(Extracted data entries)
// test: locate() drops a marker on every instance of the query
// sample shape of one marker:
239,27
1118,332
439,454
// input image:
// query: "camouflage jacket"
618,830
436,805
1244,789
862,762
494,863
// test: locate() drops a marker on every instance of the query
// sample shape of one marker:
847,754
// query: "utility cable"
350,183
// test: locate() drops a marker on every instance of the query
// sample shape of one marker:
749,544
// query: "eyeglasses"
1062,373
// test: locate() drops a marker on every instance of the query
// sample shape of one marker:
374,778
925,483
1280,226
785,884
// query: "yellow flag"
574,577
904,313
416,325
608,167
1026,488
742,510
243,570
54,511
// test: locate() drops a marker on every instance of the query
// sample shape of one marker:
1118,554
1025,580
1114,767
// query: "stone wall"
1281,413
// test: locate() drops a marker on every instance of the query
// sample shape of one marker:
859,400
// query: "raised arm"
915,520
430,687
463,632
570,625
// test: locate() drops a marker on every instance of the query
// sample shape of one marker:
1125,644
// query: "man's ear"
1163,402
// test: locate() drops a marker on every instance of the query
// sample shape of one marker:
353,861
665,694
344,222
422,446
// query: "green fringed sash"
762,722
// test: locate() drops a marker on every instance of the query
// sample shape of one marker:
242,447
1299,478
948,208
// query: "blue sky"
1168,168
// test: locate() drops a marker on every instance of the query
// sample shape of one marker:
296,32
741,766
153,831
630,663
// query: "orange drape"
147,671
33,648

* **Problem requirements**:
Type out every record above once more, exactly.

* **Your solution**:
// test: locate() drops a marker on every instance of the query
// sample shape of one marker:
239,27
1118,332
439,454
// input image:
// query: "camouflage jacket"
618,830
436,805
1244,789
862,762
494,863
// test: locate() drops a marker on every instance of the query
// sample shape of one marker:
847,754
// query: "utility cable"
350,183
// test: locate() drops a marker on every instance of the query
// sample shape of one marker:
749,544
// query: "eyeglasses"
1062,373
// test: locate() drops a marker on every instance of the query
// sample shape of one marker:
374,778
925,483
1280,226
785,884
// query: "yellow flag"
574,577
904,313
416,325
608,167
1026,488
742,510
243,570
54,511
// test: locate() drops a marker on every instance of the query
// sample shape of one marker:
1118,554
1025,580
1114,767
// query: "stone wall"
1281,413
// test: locate() drops a marker on every instance of the query
// sample shape of one marker:
859,400
// query: "raised arm"
915,520
430,687
463,632
570,625
// test: locate() drops a marker on every instance of the query
// sample shape of one marker:
1125,644
// query: "man's ear"
1163,402
// test: locate() drops a marker on every instance of the query
// sample shape of one marker:
353,861
665,694
344,222
422,446
// query: "green fringed sash"
762,722
// test: locate() drops a marker on every instance of the query
// sample shape of one marker:
242,447
1299,478
948,208
// query: "blue sky"
1168,168
// test: locate() drops a marker on every instance of the query
// sample shape of one marker:
296,32
741,766
153,831
630,663
// query: "orange drape"
147,671
33,648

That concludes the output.